+++ Material provided

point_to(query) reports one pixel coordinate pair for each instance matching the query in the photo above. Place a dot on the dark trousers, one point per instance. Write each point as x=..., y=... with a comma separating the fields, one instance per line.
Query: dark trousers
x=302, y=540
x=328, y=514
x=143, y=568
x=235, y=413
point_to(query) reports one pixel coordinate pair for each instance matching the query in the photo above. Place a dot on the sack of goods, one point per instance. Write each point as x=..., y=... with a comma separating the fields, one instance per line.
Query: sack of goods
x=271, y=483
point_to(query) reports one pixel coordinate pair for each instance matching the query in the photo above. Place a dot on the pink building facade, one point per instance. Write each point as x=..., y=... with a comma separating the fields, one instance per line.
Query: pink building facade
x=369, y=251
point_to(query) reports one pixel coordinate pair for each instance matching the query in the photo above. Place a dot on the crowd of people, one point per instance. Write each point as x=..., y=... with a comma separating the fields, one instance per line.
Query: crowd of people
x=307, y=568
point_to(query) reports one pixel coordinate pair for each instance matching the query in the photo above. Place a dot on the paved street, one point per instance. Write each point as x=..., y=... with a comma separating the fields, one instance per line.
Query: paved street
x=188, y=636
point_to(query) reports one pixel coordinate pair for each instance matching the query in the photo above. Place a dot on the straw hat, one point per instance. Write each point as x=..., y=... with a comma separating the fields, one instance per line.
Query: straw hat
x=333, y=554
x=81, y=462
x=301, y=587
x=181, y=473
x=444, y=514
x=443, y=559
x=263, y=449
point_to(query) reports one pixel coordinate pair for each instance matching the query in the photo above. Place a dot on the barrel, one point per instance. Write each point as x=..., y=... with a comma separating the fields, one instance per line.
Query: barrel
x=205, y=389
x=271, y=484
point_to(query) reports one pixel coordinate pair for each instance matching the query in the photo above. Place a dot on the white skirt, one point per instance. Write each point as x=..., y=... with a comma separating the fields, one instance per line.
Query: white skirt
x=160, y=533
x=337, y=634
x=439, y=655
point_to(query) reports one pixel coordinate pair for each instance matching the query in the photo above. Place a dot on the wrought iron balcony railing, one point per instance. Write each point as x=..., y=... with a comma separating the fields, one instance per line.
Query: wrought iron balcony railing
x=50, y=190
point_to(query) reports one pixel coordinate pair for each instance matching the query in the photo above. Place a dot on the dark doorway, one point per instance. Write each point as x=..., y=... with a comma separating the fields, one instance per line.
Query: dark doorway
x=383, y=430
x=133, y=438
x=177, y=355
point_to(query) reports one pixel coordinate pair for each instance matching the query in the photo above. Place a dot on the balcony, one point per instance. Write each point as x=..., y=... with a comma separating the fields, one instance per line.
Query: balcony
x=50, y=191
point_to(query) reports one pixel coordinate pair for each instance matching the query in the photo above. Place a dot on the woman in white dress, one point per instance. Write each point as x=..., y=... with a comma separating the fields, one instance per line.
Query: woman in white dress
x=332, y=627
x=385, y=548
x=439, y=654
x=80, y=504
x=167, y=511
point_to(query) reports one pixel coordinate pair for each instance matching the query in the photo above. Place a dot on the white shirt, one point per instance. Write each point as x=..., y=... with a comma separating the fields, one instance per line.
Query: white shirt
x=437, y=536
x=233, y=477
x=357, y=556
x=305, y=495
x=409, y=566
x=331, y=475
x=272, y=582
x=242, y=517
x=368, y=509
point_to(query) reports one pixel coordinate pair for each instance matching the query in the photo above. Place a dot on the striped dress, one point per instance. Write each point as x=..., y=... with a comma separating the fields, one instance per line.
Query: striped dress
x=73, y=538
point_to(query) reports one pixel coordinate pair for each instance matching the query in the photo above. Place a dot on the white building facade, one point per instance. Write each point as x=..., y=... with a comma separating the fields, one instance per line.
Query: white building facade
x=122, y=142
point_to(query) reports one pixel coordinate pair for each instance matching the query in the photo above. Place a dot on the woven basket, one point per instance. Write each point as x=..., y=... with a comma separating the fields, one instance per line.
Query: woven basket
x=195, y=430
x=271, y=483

++++++

Problem to solve —
Lay out all of the data above as a two-column CSV with the header instruction,response. Give each piece of text to be answered its own row, with that text in a quoted instruction field and its answer in a quoted response field, and replace line breaks inside either field with spaces.

The solution —
instruction,response
"point_to(query) reports one pixel coordinate pair for each instance matching the query in the photo above. Place a dot on the dark trousers, one point per instance. Write each point as x=..., y=... with a comma separating the fields, one instance per line. Query: dark trousers","x=302, y=540 x=328, y=514 x=143, y=568 x=235, y=413"
"point_to(query) reports one pixel coordinate pair for each instance matching the query in the photo above. Place a dot on the sack of goods, one point per instance. Write each point as x=..., y=... with a comma separating the fields, one instance per line. Query: sack of goods","x=271, y=483"
"point_to(query) reports one pixel coordinate pair for each instance matching the query in the photo above. Place a dot on the pink building facade, one point per instance. Write each point as x=..., y=... with a comma separating the fields, one instance per line. Query: pink building facade","x=369, y=251"
"point_to(query) reports one pixel coordinate pair for each instance matching the query in the photo above. Place a dot on the crowd of people, one point per instance. Write each point as x=..., y=... with a comma separating the fields, one instance per line. Query: crowd of people","x=307, y=568"
"point_to(query) reports one pixel coordinate pair for each instance matching the query in the photo above. Place a dot on the paved street, one point per instance. Write each point as x=..., y=... with a comma separating the fields, one instance per line. Query: paved street","x=188, y=636"
"point_to(query) reports one pixel coordinate pair for each instance matching the query in the photo above. Place a dot on the straw hat, one point per instance. Write each point as x=..., y=... with a comma separating the fields, one instance per line. Query: straw hat","x=333, y=554 x=81, y=462 x=301, y=587 x=181, y=473 x=444, y=514 x=443, y=559 x=263, y=449"
"point_to(query) reports one pixel coordinate pair for each instance matching the query in the photo above. Place a dot on the barrel, one point per instance. Write each point as x=..., y=... with a comma separating the fields, one instance per line. Query: barrel","x=205, y=389 x=271, y=484"
"point_to(query) reports one pixel coordinate pair for each instance matching the query in the photo above. Place a dot on the white skirt, one point per instance. Write each point as x=..., y=... with a comma separating the fields, one instance per line. Query: white skirt","x=160, y=533 x=337, y=634 x=439, y=655"
"point_to(query) reports one pixel coordinate pair for each instance matching the query in the photo above. Place a dot on the wrought iron balcony railing, one point per instance. Write each point as x=..., y=... with a comma separating the fields, one instance per line. Query: wrought iron balcony railing","x=50, y=190"
"point_to(query) reports one pixel coordinate pair for each instance matching the query in the photo above. Place a dot on the dark doorway, one point per instance. Write each point as x=..., y=... with a comma separating the fields, one instance per line. Query: dark doorway","x=383, y=430 x=133, y=438 x=177, y=355"
"point_to(query) reports one pixel coordinate pair for each instance matching the query in the photo above. Place a dot on the balcony, one point per instance. Write each point as x=..., y=... with a comma separating the fields, one instance per line. Query: balcony","x=50, y=191"
"point_to(query) reports one pixel coordinate pair for each instance matching the query in the photo above. Place a dot on the woman in white dress, one point per instance. Write each point as x=..., y=... with a comma separating the fields, one instance per line. Query: woman in white dress","x=332, y=627 x=385, y=548 x=439, y=654 x=80, y=504 x=167, y=511"
"point_to(query) reports one pixel coordinate pair for each instance matching the query in the photo above. Place a dot on the white shirt, one point per instance. Write each point as x=..., y=... with a comma separating the fields, one instance per line. Query: white shirt","x=437, y=536 x=233, y=477 x=357, y=556 x=305, y=495 x=409, y=566 x=331, y=475 x=272, y=582 x=242, y=517 x=368, y=509"
"point_to(query) reports one pixel coordinate pair for each instance matching the query in the photo above. Place a dot on the striped dress, one point per instance. Write each point as x=..., y=... with a comma separating the fields, one instance per line. Query: striped dress","x=73, y=538"
"point_to(query) reports one pixel coordinate pair for each instance matching the query in the photo above. Place a dot on the white building facade, one point per instance. Write each point as x=..., y=... with a comma separating the fields, one instance per line. Query: white building facade","x=122, y=142"
"point_to(query) reports one pixel coordinate pair for each instance matching the query in the photo above. Place a dot on the woven basket, one point per instance. Write each point as x=..., y=... with a comma separating the fields, one instance per line. Query: woven basket","x=195, y=430 x=271, y=483"